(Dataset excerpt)
--*--
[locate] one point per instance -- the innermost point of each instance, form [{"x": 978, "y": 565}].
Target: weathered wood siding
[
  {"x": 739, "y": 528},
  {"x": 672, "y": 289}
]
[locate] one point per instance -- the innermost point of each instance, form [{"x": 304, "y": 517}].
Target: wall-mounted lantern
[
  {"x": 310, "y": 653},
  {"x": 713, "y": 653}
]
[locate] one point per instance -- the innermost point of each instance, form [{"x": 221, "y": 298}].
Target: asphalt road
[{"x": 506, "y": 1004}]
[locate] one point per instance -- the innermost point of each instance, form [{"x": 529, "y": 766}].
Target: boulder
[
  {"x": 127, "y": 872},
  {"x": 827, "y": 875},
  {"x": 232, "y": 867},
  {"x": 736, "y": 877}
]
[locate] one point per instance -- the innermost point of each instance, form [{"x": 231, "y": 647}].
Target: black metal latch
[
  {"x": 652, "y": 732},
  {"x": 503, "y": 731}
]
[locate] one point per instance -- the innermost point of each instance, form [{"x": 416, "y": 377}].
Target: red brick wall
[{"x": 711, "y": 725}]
--*--
**EXERCISE**
Gather every line in the data above that contains the string "instance" and copy each of those lines out in full.

**EXERCISE RESULT**
[locate] one point per instance -- the innermost point of each instance, form [{"x": 978, "y": 565}].
[locate] one point per instance -- the innermost point of each instance, form [{"x": 304, "y": 517}].
[locate] one point per instance -- the innermost point of each instance, form [{"x": 221, "y": 298}].
[locate] one point per instance -- the innermost point of each instance, form [{"x": 529, "y": 766}].
[locate] one point per instance -- the innermost point of each instance, form [{"x": 231, "y": 647}].
[locate] one point per instance -- the innermost point of each instance, form [{"x": 416, "y": 377}].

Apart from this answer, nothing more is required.